**Requirement**
Output the data word for word, dropping every image.

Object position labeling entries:
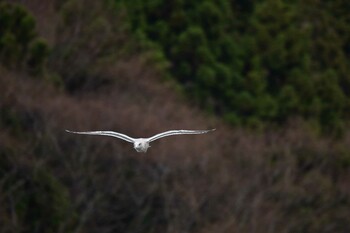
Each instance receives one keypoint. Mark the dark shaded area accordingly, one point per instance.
(94, 73)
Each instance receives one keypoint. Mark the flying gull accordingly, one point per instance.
(142, 144)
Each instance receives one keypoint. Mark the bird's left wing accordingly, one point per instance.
(106, 133)
(177, 132)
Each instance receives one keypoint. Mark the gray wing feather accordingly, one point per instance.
(177, 132)
(106, 133)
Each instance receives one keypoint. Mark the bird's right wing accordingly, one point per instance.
(177, 132)
(106, 133)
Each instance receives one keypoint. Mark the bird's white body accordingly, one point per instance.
(142, 144)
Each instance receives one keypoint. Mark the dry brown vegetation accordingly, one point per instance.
(231, 180)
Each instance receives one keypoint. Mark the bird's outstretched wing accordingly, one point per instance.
(177, 132)
(106, 133)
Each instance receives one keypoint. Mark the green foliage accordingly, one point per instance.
(275, 52)
(20, 46)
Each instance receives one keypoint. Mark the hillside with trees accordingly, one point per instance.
(271, 76)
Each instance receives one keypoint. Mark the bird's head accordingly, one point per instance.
(141, 145)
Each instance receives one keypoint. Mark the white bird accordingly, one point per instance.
(142, 144)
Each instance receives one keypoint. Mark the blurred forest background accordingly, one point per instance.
(271, 75)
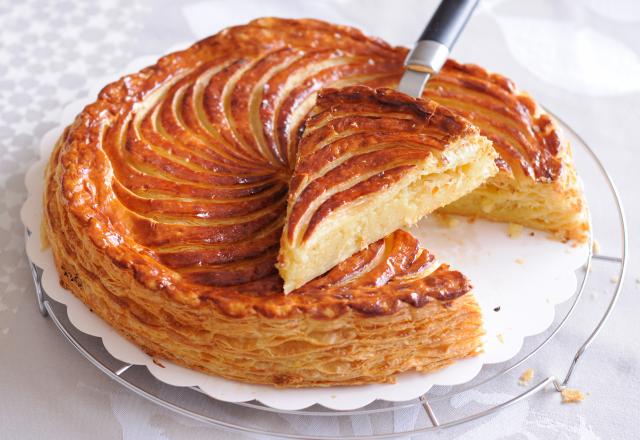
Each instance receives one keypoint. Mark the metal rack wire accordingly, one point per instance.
(255, 418)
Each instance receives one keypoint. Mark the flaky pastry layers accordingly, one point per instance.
(165, 201)
(164, 206)
(372, 161)
(537, 185)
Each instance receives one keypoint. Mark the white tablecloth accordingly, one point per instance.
(580, 59)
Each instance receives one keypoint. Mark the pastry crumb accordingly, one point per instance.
(526, 376)
(572, 395)
(486, 207)
(514, 230)
(447, 221)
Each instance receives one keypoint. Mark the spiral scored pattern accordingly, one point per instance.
(360, 142)
(180, 172)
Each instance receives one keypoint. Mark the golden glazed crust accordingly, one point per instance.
(371, 161)
(165, 200)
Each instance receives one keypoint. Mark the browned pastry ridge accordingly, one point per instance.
(165, 201)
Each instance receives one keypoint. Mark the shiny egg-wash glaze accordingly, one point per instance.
(165, 200)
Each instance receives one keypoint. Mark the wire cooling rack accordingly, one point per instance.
(257, 419)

**Expected output**
Each instance receives one keypoint. Mark the dark shaded area accordingly, one point per instance.
(94, 73)
Each instance receives one keypoint. Mark the flying gull accordingly, one point per instance.
(142, 144)
Each instance receives one keypoint. Mark the bird's left wing accordingly, one point per instance.
(106, 133)
(177, 132)
Each instance receives one keypoint. Mark the gray wing feather accordingly, one point per instance.
(177, 132)
(106, 133)
Each instance receives one keypoint. Mark the bird's right wing accordingly, one point per instance.
(177, 132)
(106, 133)
Each instance receives one keypoint. Mark the bird's white body accordingly, one point per instance.
(142, 144)
Each instance receives one keypoint. Mark the dry brown vegetation accordingly, one point per instance.
(231, 180)
Each instance receives one keypoint. Mark the bird's outstretched wing accordingly, one point per instance.
(177, 132)
(106, 133)
Each instance receives one keypoint. Mark the green foliage accordingly, one point per instance.
(275, 52)
(20, 46)
Each instance receives one keypoint. Mark the hillside with trees accordingly, one point per instance.
(271, 76)
Each instance receives one keypoint. Mark the bird's head accordingly, one point per instance.
(141, 145)
Each instance receives one keypoint. Mark the white bird accordingly, one point per instance.
(142, 144)
Each instance receives one keypoint. Mark the blurred forest background accordingly, one point per instance.
(271, 75)
Each instance receives one keypoint. Mark the metal rack wire accordingly, one point per instance.
(255, 418)
Each instance receives one keypoint. Mark the flaky pastry layers accordingly, one point per instance.
(165, 201)
(164, 206)
(372, 161)
(537, 185)
Each instance receives one keypoint. Mark the white tablecloth accordingly, one point per instance.
(580, 59)
Each instance receives one keypoint. Mark the pastry crumb accordingly, one point per instance.
(526, 376)
(572, 395)
(486, 207)
(514, 230)
(447, 221)
Each instance receives one keypoint. Mark the spiral scored pattern accordingly, one point per instance.
(360, 142)
(180, 172)
Each instance receives one keypoint. Mark the golden glazed crust accordingly, one point per instance.
(371, 161)
(165, 200)
Each instance receives one keypoint. Mark the browned pastry ridge accordingly, one point per instance.
(165, 201)
Each instance receives one keypoint. Mark the shiny egg-wash glaze accordingly, one point per instance.
(165, 200)
Each instance receives one keypoint. Mark the wire cooling rack accordingly, one point per instance.
(257, 419)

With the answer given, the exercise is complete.